── Brano citato

Titolo azzeccatissimo: ecco cosa i Counting Crows hanno combinato la scorsa estate. Come dei monelli che s’attardano con i loro giocattoli preferiti al posto di fare i compiti, hanno registrato un disco di sole cover: Underwater Sunshine (Or What We Did On Our Summer Vacation).
Classica cosa che potrebbe indicare che ormai la benzina è finita, invece pare più un simpatico (e a tratti molto riuscito) cazzeggio: Adam Duritz e soci devono essersi divertiti parecchio a ripescare a piene mani tra le loro cose preferite e vestirle del loro rock imbottito di painkillers.
La scelta dei brani, poi, riserva qualche sorpresa, a partire dall voglia di mettere in luce qualche (insospettabile?) influenza british, come Start Again dei Teenage Fanclub, Oh La La dei Faces e (addirittura) Coming Around dei Travis (nessuno se la ricorda, ma è stato l’ultimo singolo da The Man Who, pubblicato nel 2000, e per averne traccia bisogna andare su Singles – a proposito, ma loro che fine hanno fatto?), Meet On The Ledge dei Fairport Convention.
Ma i Counting Crows sono molto più a loro agio quando rivisitano paio di classiconi (The Return Of The Grevious Angel e You Ain’t Going Nowhere, a firma, rispettivamente di Gram Parsons e Bob Dyan) e soprattutto portano alla luce qualche gemma (country) rock che raramente è arrivata da questa sponda dell’Atlantico.

────
── Righe fornite

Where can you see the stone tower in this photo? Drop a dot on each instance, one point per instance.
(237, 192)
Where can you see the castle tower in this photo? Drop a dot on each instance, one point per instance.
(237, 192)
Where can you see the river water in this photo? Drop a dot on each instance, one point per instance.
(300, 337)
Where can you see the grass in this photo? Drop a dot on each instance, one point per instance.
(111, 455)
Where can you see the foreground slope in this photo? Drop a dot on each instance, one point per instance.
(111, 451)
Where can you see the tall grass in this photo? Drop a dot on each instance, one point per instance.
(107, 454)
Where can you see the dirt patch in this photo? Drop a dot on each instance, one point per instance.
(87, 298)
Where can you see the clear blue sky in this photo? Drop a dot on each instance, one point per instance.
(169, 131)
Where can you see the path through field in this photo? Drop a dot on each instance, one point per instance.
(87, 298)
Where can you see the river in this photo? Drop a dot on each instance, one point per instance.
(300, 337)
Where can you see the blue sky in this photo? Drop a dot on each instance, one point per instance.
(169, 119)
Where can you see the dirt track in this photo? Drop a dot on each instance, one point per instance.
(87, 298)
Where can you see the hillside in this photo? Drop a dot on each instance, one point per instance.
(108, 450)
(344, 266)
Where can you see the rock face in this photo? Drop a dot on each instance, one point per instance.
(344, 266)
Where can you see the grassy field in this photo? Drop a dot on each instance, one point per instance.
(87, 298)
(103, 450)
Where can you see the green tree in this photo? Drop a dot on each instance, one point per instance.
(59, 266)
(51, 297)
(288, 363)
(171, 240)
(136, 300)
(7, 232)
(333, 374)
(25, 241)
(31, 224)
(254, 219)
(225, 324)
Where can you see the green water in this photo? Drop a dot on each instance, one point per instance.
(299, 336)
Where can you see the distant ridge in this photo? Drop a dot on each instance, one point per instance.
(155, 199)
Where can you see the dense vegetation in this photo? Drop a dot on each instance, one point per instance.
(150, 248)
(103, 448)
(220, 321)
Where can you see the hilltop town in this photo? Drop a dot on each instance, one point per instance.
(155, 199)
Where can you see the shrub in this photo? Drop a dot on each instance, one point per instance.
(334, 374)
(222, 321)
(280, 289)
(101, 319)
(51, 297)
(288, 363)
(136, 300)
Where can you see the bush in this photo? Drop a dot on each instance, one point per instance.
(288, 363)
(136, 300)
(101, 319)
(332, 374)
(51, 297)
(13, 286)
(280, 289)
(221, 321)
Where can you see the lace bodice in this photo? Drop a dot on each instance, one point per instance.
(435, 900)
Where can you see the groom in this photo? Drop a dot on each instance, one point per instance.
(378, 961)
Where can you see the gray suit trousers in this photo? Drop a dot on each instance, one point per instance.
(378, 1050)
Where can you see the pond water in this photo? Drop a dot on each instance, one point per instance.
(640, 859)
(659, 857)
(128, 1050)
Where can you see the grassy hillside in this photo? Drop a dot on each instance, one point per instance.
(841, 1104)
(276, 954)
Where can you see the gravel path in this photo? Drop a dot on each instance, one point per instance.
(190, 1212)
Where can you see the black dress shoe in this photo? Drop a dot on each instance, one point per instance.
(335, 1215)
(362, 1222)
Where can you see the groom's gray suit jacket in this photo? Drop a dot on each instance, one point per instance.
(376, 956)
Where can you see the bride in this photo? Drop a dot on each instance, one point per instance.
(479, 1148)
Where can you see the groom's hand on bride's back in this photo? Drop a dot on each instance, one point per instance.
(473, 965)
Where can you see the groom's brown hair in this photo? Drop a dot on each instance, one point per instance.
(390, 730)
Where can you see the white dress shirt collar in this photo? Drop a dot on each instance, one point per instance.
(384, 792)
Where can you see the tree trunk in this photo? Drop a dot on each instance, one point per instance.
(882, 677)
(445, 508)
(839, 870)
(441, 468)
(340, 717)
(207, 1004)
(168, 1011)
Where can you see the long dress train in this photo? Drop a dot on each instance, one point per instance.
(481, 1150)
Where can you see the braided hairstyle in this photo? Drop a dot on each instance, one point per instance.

────

Riscrivi il tratto della recensione che va da "Ma i Counting" fino a "questa sponda dell’Atlantico.", sostituendo "gemma" con "perla".

[Risposta]
Ma i Counting Crows sono molto più a loro agio quando rivisitano paio di classiconi (The Return Of The Grevious Angel e You Ain’t Going Nowhere, a firma, rispettivamente di Gram Parsons e Bob Dyan) e soprattutto portano alla luce qualche perla (country) rock che raramente è arrivata da questa sponda dell’Atlantico.